> [Input records]
** Start **

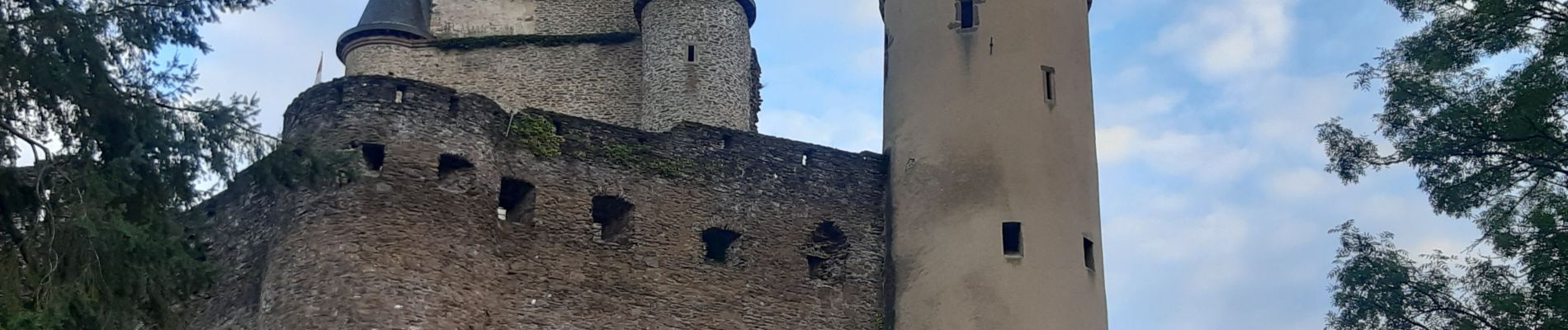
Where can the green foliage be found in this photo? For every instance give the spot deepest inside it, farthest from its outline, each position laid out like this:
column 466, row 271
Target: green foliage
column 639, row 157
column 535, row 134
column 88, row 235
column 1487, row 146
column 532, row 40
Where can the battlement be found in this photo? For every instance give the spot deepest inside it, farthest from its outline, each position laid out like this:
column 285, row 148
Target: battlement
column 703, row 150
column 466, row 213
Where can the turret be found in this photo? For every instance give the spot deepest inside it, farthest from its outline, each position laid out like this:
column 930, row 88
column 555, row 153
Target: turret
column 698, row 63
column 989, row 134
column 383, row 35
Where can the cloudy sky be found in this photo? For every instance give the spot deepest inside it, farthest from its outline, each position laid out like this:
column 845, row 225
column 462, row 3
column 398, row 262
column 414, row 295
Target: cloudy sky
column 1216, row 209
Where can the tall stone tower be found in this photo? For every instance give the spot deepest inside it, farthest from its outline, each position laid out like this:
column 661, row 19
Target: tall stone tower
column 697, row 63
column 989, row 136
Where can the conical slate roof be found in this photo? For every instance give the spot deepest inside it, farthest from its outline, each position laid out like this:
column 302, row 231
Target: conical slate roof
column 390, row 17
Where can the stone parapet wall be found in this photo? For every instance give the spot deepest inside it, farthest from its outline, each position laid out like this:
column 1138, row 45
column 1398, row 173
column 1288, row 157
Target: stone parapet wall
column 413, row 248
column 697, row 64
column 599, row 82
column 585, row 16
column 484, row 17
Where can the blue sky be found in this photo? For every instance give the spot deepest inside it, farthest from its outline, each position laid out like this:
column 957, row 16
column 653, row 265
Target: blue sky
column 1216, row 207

** End **
** Start **

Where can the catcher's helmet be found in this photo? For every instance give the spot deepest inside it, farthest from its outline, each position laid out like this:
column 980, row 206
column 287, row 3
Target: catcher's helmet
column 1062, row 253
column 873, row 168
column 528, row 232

** End **

Starting with the line that contains "Where can the turret" and going on through the line that contains "column 989, row 136", relabel "turret" as "spire" in the records. Give back only those lines, with everything else left as it is.

> [Exercise response]
Where can the spire be found in this photo? For every instance give the spot deepest inside it, farthest from its outline, each position laid out like this:
column 930, row 88
column 555, row 153
Target: spire
column 698, row 63
column 989, row 134
column 383, row 35
Where can the cloudy sky be found in this photo? For every instance give the spot deepest inside it, farthest from its outline, each position laid out like this:
column 845, row 225
column 462, row 3
column 398, row 262
column 414, row 295
Target: cloudy sky
column 1216, row 209
Where can the tall stone tower be found in this photo? For every instance give the spot deepest inside it, farthest from its outline, each position laid out like this:
column 661, row 19
Target: tall stone tower
column 697, row 63
column 989, row 136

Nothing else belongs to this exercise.